**Given passage**

This hearty chicken broth recipe from Tom Aikens takes inspiration from a number of different cuisines of east and southeast Asia, featuring fragrant flavourings like lemongrass and lime leaves and garnishing the dish with soy-cured eggs for an umami richness.

Recipe courtesy of

Chicken Broth

  • 10 chicken drumsticks
  • 2 sticks of celery
  • 1 leek, halved (green top taken off and washed)
  • 3 bay leaves
  • 2 whole red chillies, halved (keep the seeds)

**Supplied information**

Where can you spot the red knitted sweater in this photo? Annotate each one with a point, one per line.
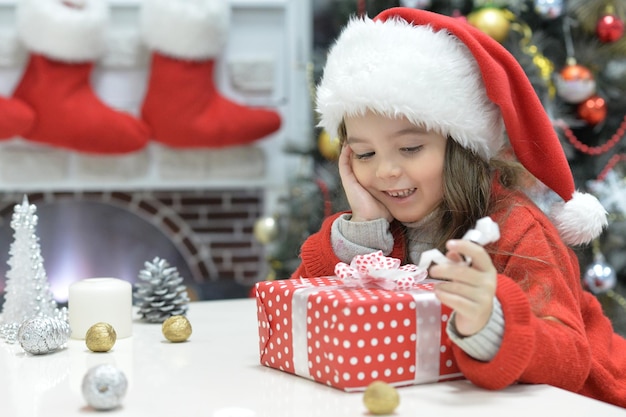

**Stated task**
Please give what follows in the chicken broth recipe, picking up where it stops. The lines are not needed for this.

**The result**
  • 1 large pinch of toasted coriander seeds
  • Sprigs of thyme, parsley, coriander stalks
  • 2 sticks of lemongrass, bashed and chopped
  • 1 bulb of garlic, halved
  • Plenty of water to cover
  • A small strip of fresh lime peel
  • 1 pinch of dried chilli flakes
  • 5 dried or fresh lime leaves
  • Small piece of ginger, finely sliced
  • 15g coarse sea salt
  • Fresh black pepper

Soy Eggs

  • 100ml soy sauce
  • 3 garlic cloves, finely chopped
  • 1 small piece of ginger, finely chopped
  • 50g sugar
  • 30ml sesame oil
  • 50ml rice wine vinegar
  • 250ml water
  • 6 eggs

Peanut Marinade

  • 30g of peanut butter
  • 10g light soy sauce
  • 35g tahini paste
  • 10g rice vinegar
  • 25g honey
  • 7g sesame oil
  • 1g salt

Chicken Breasts

  • 2 chicken breasts
  • 2g Maldon salt

To Serve

  • Thinly sliced mangetout or green beans
  • Cooked noodles
  • Sliced spring onions
  • Thinly sliced broccoli
  • Picked coriander leaves
  • Toasted sesame seeds
  • Toasted crushed peanuts (fry these in some sesame oil to intensify the flavour, if desired)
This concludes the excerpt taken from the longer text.